* [Exercise description]: Format every line of the rows below as a JSON list of strings, one string per line, with blank lines omitted. Leave the pictures out.

* [Stored records]:
□ □ □ □ □

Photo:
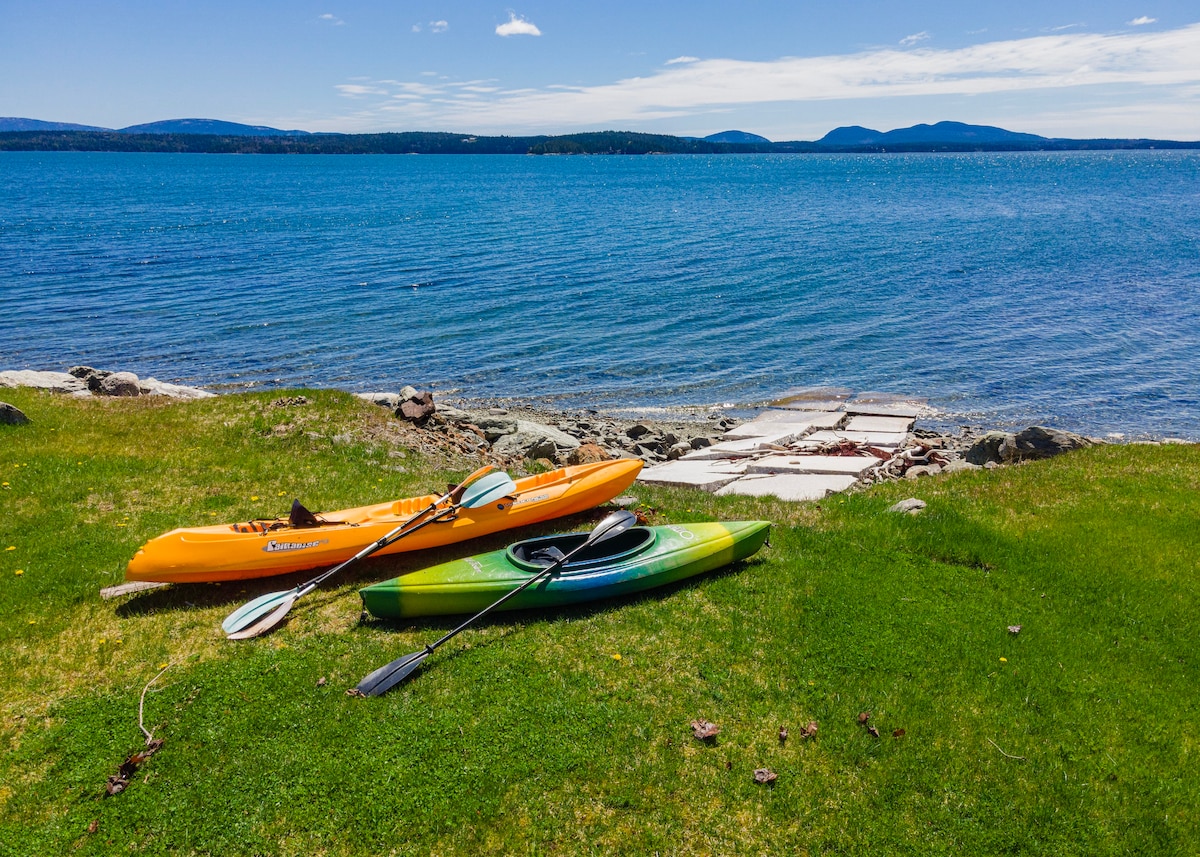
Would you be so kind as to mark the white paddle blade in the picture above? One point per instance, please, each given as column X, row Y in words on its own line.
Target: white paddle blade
column 252, row 611
column 613, row 525
column 489, row 489
column 455, row 496
column 267, row 623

□ □ □ □ □

* [Output of the task]:
[
  "Photo:",
  "Would you be so kind as to mark the white paddle blade in the picture above? One point per instance, please, each given as column X, row Y in words on its own line.",
  "Target: white paddle blade",
  "column 252, row 611",
  "column 613, row 525",
  "column 489, row 489",
  "column 455, row 496",
  "column 267, row 623"
]